Text passage:
Slow Joe and the Pork Chop Preachers
April 01, 2020
Slow Joe used to refer to the semi-grifter preachers who set up storefront churches as ‘pork chop preachers.’ They preached just enough to keep themselves in pork chops. There was no particular opinion as to whether they were sincere or not but the inference was that they knew just enough of the Bible to buy their daily pork chop and no more.
He tended to move slow, though he could move fast. He tended to speak slow, but any inference that he was slow-witted would be wrong. Rather, he spoke slow so that every word he said would land with the blow of a hammer if he wanted it too, which he frequently did. His voice was very deep and very stern. He would, back in the day, call on young people even though they had not raised their hands—I have never known anyone else so bold and oblivious to normal human decorum to do this. Children were afraid of him, unless they loved him, as many did. The ones who endured later came to reminisce on him fondly. Not a few adults were afraid of him, as well. Surely there were some who must have told him off.
Slow Joe went all the way back to representing Jehovah during the days of World War II. Many of our people were accosted by mobs during that time. A few died. Many were beaten up, some tarred and feathered, or forced to drink castor oil. Countless numbers were tossed into prison, sometimes without charge—their neutrality made them simply too contemptible in popular opinion during those nationalistic times to be afforded the normal rights that would be accorded everyone else.

Saved data entries
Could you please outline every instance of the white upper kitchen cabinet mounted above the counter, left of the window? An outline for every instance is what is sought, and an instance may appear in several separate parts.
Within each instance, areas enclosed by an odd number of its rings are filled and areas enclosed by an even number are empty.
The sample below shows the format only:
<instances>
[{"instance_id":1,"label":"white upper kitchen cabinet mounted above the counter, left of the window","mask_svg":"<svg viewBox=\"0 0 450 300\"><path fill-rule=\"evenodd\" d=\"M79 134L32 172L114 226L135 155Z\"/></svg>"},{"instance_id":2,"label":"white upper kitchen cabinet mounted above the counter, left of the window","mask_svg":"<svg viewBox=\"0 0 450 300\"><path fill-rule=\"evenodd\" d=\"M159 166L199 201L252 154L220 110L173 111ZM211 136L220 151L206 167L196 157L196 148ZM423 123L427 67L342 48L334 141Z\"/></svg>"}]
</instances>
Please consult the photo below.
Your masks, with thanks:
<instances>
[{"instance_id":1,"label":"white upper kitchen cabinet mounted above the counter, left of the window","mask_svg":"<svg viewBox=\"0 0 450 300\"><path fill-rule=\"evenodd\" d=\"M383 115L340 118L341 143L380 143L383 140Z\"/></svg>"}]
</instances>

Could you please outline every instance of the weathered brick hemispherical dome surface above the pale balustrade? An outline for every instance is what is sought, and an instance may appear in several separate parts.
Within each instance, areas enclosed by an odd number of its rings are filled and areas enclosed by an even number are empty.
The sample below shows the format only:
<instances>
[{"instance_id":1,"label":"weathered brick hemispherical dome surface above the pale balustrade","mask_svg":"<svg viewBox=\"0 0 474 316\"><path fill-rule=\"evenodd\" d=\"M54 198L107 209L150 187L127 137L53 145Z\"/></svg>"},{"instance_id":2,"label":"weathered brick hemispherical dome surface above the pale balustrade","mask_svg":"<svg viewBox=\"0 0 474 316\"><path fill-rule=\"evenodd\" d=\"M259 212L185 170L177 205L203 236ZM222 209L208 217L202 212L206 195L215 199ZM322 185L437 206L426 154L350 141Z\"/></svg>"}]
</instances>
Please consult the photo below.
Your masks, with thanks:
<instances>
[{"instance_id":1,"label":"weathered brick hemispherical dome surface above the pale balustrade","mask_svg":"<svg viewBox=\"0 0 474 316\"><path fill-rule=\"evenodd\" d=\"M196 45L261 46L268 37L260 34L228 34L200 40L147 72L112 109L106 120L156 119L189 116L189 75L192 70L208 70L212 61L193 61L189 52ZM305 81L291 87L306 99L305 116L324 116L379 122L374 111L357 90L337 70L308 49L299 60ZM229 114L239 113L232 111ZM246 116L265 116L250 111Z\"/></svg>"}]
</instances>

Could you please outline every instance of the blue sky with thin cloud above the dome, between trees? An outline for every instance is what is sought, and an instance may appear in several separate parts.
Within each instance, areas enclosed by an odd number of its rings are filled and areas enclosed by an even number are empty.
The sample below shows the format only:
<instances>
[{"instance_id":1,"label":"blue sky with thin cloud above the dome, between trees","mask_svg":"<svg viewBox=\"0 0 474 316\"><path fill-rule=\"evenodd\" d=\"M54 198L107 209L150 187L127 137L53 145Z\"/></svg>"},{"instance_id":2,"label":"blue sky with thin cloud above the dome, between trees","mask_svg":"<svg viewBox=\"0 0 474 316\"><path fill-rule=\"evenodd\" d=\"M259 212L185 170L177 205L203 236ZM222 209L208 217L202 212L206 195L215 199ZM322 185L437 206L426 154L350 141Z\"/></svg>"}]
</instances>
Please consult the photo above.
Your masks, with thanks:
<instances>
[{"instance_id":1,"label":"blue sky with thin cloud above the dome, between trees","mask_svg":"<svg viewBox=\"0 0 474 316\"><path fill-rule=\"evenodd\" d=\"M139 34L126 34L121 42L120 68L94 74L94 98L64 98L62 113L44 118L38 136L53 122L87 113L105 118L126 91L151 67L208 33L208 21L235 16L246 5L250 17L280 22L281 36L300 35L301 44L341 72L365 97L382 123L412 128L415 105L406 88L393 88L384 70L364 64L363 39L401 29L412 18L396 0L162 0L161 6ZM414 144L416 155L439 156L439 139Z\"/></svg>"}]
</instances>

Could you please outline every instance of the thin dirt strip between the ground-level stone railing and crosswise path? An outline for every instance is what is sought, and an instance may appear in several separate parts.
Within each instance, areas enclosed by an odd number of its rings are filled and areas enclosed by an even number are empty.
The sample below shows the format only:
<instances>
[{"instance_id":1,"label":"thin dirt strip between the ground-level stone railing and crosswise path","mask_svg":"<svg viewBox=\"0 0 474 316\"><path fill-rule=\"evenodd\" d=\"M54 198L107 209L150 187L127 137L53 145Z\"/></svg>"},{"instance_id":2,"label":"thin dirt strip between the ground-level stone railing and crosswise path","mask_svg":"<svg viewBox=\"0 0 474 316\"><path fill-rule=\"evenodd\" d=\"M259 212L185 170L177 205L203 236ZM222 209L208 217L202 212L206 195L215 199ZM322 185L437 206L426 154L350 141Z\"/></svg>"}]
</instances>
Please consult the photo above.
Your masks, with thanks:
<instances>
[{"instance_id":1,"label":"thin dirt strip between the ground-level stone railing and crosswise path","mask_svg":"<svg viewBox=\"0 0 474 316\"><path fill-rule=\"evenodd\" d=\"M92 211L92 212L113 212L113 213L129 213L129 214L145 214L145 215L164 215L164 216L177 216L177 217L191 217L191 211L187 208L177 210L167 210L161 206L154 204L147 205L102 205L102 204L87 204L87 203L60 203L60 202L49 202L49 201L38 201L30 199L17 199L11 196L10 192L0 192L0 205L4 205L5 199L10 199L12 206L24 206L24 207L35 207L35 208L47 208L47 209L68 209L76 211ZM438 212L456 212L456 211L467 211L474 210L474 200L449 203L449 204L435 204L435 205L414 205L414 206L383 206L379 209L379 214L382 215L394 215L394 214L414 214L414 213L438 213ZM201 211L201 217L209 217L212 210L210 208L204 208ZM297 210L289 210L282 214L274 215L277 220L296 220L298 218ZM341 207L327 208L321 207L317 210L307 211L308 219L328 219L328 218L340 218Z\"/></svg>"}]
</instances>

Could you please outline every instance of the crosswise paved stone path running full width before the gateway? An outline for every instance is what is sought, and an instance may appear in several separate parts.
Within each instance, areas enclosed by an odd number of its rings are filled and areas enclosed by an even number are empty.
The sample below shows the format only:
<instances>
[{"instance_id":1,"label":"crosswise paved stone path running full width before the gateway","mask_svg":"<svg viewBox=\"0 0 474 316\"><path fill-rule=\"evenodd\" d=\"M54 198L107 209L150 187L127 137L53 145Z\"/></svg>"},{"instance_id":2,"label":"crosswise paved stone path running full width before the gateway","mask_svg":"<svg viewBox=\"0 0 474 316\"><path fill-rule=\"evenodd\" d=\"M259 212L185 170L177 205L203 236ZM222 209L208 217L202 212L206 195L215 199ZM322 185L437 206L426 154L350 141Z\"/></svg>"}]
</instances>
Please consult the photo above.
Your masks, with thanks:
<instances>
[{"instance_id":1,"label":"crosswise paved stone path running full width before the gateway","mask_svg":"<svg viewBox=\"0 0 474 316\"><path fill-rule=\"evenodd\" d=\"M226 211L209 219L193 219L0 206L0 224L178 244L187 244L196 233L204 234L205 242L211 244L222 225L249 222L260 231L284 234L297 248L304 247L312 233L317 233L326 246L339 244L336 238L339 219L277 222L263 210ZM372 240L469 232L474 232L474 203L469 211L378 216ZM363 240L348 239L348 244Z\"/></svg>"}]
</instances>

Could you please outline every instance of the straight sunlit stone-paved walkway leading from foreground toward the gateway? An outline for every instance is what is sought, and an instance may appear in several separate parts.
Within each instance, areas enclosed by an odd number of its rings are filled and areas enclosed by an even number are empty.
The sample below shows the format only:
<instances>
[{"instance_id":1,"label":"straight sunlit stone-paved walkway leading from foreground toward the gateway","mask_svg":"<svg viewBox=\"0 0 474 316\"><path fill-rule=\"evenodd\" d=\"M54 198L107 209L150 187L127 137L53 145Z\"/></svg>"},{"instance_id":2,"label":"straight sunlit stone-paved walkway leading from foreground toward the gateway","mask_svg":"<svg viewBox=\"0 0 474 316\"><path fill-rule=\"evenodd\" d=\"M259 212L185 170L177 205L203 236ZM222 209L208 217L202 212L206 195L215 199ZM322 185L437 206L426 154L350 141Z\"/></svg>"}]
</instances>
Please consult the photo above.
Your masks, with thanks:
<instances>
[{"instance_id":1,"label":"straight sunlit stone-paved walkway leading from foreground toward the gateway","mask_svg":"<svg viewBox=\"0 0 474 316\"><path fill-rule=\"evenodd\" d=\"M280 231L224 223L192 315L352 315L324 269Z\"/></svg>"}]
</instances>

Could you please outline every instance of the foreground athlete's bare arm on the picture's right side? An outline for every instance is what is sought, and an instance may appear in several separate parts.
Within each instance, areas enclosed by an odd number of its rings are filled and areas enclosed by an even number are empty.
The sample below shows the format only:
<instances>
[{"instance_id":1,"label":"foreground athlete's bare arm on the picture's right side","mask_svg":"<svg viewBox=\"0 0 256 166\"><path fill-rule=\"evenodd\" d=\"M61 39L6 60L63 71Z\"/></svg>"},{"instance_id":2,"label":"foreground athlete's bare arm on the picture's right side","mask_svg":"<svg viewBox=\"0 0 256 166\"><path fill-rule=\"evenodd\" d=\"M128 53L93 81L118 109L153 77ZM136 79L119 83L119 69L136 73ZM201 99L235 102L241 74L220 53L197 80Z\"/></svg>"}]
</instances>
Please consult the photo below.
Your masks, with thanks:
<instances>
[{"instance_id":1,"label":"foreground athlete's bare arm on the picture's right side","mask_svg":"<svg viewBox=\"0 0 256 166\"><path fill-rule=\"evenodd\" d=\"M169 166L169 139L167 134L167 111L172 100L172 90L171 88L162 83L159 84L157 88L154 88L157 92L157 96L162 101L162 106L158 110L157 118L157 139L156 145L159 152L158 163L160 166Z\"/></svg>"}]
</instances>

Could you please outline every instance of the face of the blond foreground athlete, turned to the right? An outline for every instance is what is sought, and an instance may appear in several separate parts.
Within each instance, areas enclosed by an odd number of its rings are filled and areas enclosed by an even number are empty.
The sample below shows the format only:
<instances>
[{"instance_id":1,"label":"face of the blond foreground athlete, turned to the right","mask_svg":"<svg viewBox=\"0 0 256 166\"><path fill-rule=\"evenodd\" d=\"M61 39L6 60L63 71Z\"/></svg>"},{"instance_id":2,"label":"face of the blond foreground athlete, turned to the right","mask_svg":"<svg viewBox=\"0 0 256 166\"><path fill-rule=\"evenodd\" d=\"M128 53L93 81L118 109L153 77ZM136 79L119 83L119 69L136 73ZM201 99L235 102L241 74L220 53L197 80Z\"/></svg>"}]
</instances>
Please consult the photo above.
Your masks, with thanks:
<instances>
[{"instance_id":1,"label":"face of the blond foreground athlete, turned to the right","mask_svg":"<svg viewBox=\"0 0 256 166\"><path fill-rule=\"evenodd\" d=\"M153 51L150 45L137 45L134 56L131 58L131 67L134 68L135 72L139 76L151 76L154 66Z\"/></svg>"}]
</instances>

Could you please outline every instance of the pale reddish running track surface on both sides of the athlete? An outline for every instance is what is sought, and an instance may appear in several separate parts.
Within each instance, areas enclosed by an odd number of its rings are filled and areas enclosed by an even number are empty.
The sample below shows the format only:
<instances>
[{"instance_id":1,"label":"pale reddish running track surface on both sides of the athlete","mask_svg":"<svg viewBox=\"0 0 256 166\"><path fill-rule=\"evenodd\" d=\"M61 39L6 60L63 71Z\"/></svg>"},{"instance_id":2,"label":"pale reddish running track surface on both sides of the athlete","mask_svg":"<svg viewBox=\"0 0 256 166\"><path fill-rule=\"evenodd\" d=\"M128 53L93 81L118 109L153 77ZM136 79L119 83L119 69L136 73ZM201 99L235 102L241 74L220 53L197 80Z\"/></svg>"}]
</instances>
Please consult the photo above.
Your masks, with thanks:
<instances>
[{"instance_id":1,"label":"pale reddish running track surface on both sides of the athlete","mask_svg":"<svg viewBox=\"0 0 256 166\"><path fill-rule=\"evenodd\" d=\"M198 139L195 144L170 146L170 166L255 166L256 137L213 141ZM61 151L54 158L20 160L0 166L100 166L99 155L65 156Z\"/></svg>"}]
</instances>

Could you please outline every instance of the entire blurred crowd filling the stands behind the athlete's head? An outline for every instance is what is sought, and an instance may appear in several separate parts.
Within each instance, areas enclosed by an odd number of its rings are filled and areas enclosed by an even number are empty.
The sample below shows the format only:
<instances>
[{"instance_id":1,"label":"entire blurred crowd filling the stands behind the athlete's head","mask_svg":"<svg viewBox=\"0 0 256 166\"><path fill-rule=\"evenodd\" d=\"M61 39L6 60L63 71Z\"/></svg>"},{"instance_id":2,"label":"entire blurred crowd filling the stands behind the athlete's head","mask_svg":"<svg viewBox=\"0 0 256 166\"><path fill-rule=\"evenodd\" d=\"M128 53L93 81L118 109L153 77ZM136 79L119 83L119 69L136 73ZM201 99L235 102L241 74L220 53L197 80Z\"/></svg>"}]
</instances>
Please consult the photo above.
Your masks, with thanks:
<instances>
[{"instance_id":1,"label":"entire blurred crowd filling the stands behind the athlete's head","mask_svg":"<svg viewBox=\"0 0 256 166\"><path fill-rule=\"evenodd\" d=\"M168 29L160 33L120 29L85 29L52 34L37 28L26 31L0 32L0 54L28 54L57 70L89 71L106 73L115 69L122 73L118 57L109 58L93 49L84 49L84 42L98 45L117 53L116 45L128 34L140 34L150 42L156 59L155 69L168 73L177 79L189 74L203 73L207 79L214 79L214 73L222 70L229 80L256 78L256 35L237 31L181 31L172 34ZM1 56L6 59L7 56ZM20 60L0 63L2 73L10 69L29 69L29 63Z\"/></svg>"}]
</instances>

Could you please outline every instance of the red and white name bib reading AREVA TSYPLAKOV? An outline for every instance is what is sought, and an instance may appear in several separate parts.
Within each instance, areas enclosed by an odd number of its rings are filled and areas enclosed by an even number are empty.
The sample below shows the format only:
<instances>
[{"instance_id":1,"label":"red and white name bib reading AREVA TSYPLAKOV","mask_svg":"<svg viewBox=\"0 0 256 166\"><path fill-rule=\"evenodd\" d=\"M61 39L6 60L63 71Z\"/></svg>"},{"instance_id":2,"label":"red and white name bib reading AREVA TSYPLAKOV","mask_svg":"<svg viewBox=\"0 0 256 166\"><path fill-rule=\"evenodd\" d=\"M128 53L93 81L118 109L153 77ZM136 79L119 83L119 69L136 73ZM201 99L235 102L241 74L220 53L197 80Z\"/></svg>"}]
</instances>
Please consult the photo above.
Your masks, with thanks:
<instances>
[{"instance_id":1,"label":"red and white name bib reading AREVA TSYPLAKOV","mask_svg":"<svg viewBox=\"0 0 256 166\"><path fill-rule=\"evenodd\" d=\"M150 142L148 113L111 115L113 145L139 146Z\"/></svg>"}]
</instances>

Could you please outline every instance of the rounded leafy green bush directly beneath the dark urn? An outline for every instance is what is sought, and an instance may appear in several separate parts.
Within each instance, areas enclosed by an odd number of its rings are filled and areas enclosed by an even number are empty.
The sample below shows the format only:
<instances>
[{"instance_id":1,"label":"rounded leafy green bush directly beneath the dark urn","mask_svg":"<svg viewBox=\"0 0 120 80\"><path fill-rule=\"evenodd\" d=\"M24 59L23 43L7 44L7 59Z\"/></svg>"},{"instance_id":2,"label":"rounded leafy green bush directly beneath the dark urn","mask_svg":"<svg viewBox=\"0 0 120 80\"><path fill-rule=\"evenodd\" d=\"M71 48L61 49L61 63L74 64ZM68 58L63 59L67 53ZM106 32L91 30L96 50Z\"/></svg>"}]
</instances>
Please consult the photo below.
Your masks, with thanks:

Assignment: In the piece about Slow Joe, take the part that opens with the words "He tended to move" and closes with "told him off.", and write it out again, swapping "hammer" for "mallet".

Exercise answer:
He tended to move slow, though he could move fast. He tended to speak slow, but any inference that he was slow-witted would be wrong. Rather, he spoke slow so that every word he said would land with the blow of a mallet if he wanted it too, which he frequently did. His voice was very deep and very stern. He would, back in the day, call on young people even though they had not raised their hands—I have never known anyone else so bold and oblivious to normal human decorum to do this. Children were afraid of him, unless they loved him, as many did. The ones who endured later came to reminisce on him fondly. Not a few adults were afraid of him, as well. Surely there were some who must have told him off.